TEXTO:
Pe. António Aguiar, nasceu em 16.01.1931, estudou nos Seminários da diocese de Lisboa, estudos que foram custeados por um padrinho de nome Augusto, da Póvoa D’el Rei, mas residente em Lisboa. Foi ordenado sacerdote com 26 anos, em 15/08/1957 e trabalhou durante 50 anos, enquanto teve saúde, em várias paróquias da diocese de Lisboa. O seu último trabalho foi como capelão das Irmãzinhas dos Pobres em Campolide, onde havia celebrado a primeira missa. Actualmente está na casa de repouso; a Casa Sacerdotal de Lisboa, já em débil estado de saúde e faleceu em 8 de Março 2015 e as exéquias fúnebres foram presididas pelo Patriarca de Lisboa, D. Manuel Clemente, na Igreja de Barcarena - Oeiras, onde foi pároco durante vários anos e em cujo cemitério repousa. O Pe. A. Aguiar, só esporadicamente visitava a aldeia que o viu nascer.

Pe. António Aguiar (Dezembro 2006)

DADOS FORNECIDOS:
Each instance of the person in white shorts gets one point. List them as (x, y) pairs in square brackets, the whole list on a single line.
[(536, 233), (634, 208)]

EM QUE CONSISTE: Reproduza com total fidelidade o trecho do texto sobre o Pe. António Aguiar que começa nas palavras que contêm "Pe. António Aguiar, nasceu" e termina em "Aguiar (Dezembro 2006)".

SOLUÇÃO:
Pe. António Aguiar, nasceu em 16.01.1931, estudou nos Seminários da diocese de Lisboa, estudos que foram custeados por um padrinho de nome Augusto, da Póvoa D’el Rei, mas residente em Lisboa. Foi ordenado sacerdote com 26 anos, em 15/08/1957 e trabalhou durante 50 anos, enquanto teve saúde, em várias paróquias da diocese de Lisboa. O seu último trabalho foi como capelão das Irmãzinhas dos Pobres em Campolide, onde havia celebrado a primeira missa. Actualmente está na casa de repouso; a Casa Sacerdotal de Lisboa, já em débil estado de saúde e faleceu em 8 de Março 2015 e as exéquias fúnebres foram presididas pelo Patriarca de Lisboa, D. Manuel Clemente, na Igreja de Barcarena - Oeiras, onde foi pároco durante vários anos e em cujo cemitério repousa. O Pe. A. Aguiar, só esporadicamente visitava a aldeia que o viu nascer.

Pe. António Aguiar (Dezembro 2006)